_WHAT YOU HAVE TO DO_:
How many lines in the records below contain the word "woman"? Reply with the number alone.

_STORED DATA_:

══════════

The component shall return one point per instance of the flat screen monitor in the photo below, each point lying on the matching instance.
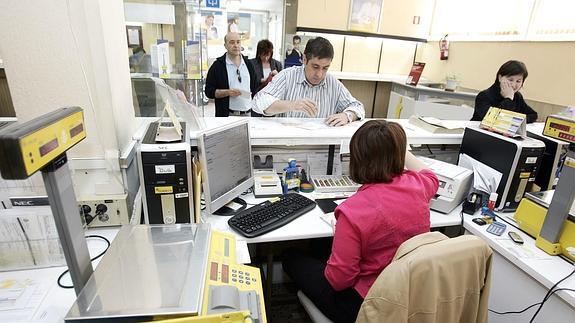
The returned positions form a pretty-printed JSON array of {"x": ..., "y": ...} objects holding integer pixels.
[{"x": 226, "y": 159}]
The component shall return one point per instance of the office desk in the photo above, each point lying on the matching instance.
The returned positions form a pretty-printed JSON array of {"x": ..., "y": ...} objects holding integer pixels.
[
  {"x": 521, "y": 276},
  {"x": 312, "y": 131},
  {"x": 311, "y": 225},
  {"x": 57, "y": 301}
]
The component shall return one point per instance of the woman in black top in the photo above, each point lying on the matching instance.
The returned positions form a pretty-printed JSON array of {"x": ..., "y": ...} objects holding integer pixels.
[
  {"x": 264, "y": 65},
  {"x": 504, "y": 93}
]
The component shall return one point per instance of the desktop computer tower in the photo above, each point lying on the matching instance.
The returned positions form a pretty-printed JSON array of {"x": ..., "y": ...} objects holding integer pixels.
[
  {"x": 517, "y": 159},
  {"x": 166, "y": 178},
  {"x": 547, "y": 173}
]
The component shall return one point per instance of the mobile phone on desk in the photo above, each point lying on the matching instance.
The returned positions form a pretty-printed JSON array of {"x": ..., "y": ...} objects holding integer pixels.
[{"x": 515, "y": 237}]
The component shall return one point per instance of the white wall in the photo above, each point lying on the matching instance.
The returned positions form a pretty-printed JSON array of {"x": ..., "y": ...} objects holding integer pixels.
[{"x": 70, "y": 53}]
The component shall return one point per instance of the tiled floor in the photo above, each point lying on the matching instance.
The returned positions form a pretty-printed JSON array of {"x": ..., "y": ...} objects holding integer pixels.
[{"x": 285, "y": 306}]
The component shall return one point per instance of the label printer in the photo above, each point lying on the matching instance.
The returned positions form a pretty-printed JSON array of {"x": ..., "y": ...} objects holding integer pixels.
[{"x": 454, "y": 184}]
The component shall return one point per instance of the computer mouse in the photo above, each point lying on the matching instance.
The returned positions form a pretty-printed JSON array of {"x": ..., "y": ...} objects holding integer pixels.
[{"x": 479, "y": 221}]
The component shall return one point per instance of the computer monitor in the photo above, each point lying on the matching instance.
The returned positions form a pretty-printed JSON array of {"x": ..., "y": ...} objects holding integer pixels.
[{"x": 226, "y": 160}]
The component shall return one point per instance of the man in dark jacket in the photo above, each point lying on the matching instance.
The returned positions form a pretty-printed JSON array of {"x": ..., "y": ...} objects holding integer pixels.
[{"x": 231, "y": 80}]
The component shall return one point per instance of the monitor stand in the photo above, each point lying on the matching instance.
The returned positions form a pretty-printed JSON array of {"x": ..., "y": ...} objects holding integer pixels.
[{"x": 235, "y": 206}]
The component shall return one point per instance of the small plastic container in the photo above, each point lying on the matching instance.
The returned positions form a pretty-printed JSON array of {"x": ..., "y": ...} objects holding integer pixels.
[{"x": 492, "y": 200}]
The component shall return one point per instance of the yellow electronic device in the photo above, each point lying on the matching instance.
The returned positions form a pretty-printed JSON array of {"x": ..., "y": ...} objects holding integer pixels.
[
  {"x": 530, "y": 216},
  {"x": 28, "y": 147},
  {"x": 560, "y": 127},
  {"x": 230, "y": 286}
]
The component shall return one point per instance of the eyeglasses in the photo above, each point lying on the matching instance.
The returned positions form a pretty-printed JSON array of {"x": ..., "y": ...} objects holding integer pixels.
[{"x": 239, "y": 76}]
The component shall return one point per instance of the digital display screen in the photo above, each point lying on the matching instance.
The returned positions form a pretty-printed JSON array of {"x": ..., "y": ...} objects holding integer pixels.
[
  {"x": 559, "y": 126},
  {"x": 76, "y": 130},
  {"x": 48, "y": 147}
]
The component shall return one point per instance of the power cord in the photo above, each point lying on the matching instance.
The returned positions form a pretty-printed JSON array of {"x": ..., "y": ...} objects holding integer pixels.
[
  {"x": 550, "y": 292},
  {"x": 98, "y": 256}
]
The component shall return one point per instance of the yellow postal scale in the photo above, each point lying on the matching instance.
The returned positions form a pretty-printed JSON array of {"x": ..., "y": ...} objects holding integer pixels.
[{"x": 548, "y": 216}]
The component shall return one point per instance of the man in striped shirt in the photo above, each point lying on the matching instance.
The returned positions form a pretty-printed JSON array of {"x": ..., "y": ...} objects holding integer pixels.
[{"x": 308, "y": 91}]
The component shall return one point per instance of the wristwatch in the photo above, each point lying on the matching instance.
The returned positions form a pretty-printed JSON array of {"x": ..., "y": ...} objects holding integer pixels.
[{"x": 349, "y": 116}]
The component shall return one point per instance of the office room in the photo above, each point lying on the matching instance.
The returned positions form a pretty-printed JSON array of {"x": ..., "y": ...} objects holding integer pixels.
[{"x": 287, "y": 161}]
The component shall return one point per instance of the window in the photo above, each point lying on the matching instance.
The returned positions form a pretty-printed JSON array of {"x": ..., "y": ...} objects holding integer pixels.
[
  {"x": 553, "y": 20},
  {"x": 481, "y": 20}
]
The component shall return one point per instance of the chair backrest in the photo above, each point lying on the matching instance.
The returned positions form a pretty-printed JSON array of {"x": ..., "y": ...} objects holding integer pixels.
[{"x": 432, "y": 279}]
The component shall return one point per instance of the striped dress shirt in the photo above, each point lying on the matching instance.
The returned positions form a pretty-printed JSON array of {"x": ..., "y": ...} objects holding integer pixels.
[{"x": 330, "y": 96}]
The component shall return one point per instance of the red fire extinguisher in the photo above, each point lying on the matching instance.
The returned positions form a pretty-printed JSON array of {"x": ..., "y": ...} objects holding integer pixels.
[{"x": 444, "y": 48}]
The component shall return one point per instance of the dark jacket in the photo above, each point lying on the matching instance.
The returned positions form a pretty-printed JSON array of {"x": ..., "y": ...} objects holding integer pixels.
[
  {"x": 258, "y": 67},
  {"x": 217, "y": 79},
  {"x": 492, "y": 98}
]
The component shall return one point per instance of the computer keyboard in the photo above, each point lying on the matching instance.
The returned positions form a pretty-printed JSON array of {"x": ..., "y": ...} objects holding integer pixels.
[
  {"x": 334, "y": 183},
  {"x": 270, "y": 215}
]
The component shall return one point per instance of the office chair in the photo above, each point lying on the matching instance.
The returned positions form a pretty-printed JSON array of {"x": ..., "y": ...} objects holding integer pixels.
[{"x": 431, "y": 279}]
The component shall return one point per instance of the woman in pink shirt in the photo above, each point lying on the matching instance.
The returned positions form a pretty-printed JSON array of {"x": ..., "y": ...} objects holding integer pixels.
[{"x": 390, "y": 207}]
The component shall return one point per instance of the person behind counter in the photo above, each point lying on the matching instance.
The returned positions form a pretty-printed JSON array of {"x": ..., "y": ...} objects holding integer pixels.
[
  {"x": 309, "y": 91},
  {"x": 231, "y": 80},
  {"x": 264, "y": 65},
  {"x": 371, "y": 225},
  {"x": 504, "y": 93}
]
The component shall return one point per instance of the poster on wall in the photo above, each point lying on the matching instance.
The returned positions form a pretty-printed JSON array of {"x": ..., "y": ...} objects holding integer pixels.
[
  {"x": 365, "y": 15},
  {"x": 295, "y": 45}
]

══════════

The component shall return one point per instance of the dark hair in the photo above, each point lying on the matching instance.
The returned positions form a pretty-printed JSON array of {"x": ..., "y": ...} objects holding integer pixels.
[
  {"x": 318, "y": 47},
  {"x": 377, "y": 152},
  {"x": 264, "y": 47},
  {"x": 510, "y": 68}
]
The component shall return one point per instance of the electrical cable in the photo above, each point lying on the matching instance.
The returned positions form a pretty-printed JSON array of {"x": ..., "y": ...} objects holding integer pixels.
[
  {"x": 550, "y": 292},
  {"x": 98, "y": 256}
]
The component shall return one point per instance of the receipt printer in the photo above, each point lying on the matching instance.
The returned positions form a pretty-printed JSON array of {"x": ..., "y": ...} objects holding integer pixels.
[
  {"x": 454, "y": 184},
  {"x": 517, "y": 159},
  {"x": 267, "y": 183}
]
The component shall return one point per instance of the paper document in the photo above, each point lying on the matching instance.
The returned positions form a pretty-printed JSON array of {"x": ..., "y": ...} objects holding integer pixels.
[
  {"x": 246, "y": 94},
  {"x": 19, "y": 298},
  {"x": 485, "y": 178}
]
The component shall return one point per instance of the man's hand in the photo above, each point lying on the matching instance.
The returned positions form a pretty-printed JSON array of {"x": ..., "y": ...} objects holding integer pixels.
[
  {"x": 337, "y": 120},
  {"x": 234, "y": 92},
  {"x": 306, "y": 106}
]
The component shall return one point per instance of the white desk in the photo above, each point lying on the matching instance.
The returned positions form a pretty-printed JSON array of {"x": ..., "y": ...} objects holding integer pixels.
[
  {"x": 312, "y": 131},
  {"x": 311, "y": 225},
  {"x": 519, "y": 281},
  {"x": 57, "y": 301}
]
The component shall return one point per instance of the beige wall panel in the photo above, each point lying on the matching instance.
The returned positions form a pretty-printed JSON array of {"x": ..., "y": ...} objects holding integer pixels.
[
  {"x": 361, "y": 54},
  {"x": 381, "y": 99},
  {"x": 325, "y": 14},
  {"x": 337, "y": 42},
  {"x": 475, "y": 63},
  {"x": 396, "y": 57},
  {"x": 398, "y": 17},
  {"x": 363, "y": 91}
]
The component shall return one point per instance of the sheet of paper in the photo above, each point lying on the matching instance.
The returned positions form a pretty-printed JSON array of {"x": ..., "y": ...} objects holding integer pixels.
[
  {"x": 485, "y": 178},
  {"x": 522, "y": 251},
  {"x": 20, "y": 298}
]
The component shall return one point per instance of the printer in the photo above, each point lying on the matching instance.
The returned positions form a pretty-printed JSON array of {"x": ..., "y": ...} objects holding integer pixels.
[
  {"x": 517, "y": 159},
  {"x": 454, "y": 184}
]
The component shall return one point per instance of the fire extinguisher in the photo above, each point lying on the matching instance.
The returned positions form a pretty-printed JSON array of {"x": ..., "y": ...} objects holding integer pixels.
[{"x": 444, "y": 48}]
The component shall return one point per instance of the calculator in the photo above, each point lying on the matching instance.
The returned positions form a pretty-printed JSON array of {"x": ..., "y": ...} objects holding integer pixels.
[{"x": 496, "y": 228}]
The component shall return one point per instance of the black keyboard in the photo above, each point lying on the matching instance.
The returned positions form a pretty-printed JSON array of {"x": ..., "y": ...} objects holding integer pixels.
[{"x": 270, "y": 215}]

══════════

_RESULT_:
2